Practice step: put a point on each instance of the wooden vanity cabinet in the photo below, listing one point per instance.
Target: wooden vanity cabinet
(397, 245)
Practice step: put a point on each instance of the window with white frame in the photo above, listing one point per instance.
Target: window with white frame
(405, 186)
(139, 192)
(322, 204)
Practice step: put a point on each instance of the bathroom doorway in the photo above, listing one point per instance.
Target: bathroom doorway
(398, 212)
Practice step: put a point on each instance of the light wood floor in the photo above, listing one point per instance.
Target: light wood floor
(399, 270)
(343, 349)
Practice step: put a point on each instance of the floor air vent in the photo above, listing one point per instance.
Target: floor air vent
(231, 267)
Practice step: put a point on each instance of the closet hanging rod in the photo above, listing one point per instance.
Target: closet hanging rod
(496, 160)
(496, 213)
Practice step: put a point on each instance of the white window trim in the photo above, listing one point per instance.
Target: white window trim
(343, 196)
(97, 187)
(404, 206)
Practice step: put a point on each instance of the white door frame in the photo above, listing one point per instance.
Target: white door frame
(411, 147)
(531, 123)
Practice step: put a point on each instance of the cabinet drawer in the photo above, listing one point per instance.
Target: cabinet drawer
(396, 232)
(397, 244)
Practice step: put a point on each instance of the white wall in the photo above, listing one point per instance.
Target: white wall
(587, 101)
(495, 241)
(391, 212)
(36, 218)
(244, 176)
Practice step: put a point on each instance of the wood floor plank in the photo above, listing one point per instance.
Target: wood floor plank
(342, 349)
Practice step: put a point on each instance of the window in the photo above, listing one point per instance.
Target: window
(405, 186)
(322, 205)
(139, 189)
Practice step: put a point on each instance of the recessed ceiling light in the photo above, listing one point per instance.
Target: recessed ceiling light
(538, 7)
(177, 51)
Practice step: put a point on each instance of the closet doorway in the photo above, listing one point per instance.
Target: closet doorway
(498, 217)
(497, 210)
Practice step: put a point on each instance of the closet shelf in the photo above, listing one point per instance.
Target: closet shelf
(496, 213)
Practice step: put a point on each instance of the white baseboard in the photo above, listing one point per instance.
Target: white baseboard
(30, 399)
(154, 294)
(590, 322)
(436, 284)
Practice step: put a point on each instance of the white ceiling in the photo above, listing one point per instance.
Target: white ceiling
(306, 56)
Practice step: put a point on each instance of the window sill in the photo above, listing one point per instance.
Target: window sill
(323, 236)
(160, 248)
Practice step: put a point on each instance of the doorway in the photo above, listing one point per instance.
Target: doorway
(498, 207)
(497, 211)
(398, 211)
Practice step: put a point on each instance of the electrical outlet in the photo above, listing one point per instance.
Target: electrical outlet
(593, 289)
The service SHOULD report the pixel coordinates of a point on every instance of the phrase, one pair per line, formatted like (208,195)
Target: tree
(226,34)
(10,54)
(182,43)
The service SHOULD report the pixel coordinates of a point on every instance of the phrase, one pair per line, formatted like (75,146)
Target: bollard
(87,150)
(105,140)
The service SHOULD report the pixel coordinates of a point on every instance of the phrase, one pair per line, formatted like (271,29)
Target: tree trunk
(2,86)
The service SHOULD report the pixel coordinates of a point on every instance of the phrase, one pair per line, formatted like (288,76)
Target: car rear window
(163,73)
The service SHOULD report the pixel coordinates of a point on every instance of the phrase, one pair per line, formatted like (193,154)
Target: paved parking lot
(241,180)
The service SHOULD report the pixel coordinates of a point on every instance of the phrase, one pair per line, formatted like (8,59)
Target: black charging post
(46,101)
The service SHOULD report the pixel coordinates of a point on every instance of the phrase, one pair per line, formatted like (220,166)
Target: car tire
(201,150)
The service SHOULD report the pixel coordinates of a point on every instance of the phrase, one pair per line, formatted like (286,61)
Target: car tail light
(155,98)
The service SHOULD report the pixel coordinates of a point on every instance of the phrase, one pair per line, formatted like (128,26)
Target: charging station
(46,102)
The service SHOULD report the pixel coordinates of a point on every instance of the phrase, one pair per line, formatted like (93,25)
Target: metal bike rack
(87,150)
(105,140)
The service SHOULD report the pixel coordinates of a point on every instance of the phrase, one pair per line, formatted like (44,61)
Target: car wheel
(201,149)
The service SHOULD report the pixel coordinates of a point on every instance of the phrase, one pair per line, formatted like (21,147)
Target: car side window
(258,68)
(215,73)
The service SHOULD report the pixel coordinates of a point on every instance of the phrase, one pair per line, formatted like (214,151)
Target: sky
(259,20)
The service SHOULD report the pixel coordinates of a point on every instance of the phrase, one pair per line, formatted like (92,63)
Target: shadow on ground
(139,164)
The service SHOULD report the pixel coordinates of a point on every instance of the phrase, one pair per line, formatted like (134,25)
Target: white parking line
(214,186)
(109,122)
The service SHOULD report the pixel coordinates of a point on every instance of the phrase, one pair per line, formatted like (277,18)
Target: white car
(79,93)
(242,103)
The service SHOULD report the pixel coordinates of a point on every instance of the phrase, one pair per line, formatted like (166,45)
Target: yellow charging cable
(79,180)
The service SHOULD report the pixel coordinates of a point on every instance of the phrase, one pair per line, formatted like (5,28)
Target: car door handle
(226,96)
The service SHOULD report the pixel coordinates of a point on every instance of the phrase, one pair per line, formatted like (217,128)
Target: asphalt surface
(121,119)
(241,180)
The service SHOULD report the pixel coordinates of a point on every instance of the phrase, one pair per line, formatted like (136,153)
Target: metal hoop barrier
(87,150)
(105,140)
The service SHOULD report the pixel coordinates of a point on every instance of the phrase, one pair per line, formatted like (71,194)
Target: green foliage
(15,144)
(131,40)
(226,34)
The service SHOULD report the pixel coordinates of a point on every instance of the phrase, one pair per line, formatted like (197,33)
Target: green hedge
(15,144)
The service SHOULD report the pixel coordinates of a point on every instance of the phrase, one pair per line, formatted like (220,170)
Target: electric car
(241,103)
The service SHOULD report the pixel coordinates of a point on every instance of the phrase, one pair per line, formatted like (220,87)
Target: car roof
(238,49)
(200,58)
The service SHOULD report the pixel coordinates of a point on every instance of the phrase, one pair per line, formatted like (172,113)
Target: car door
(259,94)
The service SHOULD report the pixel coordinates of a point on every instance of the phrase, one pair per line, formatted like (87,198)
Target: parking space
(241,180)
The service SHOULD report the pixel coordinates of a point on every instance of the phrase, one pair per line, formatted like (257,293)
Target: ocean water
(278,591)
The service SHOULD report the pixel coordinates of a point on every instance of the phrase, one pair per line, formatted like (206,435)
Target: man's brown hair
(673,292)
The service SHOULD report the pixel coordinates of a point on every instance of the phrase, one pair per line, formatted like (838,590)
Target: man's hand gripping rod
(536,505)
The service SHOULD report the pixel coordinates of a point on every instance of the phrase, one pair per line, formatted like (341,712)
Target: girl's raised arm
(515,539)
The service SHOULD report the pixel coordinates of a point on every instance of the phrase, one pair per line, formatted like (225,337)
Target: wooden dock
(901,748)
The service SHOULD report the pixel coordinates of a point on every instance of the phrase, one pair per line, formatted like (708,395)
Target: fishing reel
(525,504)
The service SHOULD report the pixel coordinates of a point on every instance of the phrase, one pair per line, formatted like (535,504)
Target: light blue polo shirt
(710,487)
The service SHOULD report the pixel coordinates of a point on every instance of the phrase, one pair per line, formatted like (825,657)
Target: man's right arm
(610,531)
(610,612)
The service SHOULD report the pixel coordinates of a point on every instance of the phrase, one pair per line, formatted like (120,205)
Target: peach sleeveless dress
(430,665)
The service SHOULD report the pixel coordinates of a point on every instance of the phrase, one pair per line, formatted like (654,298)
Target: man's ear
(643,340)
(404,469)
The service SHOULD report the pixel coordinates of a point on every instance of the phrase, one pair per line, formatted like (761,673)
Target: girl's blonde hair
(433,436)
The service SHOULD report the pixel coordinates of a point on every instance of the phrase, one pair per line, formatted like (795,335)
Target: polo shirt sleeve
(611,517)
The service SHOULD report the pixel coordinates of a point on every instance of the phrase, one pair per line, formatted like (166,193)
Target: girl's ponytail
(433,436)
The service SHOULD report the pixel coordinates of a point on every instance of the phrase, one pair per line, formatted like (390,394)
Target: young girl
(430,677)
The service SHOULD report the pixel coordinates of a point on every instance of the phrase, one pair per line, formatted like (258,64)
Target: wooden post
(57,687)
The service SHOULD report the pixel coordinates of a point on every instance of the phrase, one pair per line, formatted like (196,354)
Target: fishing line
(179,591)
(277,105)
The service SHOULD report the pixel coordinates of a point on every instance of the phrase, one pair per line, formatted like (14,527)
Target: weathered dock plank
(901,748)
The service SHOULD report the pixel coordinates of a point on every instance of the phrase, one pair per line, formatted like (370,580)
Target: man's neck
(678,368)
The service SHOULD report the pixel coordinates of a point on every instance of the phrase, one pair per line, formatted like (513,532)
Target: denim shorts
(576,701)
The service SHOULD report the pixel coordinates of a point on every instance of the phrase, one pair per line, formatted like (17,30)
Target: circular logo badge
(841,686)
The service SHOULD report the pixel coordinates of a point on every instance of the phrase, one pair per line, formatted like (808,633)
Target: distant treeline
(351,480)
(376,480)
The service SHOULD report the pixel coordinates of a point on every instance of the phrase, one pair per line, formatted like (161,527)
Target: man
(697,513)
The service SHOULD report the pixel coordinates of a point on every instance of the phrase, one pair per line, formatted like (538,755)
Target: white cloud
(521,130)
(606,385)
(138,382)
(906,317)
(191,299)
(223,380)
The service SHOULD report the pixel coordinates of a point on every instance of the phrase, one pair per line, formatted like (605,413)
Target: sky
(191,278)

▬▬▬▬▬▬

| Assignment |
When you reach the line containing "Target: electrical outlet" in the data above, start copying exactly, and stop after the line containing "formatted like (288,76)".

| Exercise output |
Target: electrical outlet
(593, 289)
The service SHOULD report the pixel coordinates of a point on every instance of the phrase, one pair per line, formatted like (208,195)
Target: tree
(226,34)
(10,54)
(182,43)
The service SHOULD report the pixel coordinates of a point on every instance of the phrase, one pair per line, formatted like (75,146)
Target: bollard
(87,150)
(105,140)
The service SHOULD report the pixel coordinates of a point on every instance of the phrase, one pair per line, formatted like (271,29)
Target: tree trunk
(2,86)
The service SHOULD report the pixel coordinates of a point on every instance of the phrase, one pair per line, formatted like (288,76)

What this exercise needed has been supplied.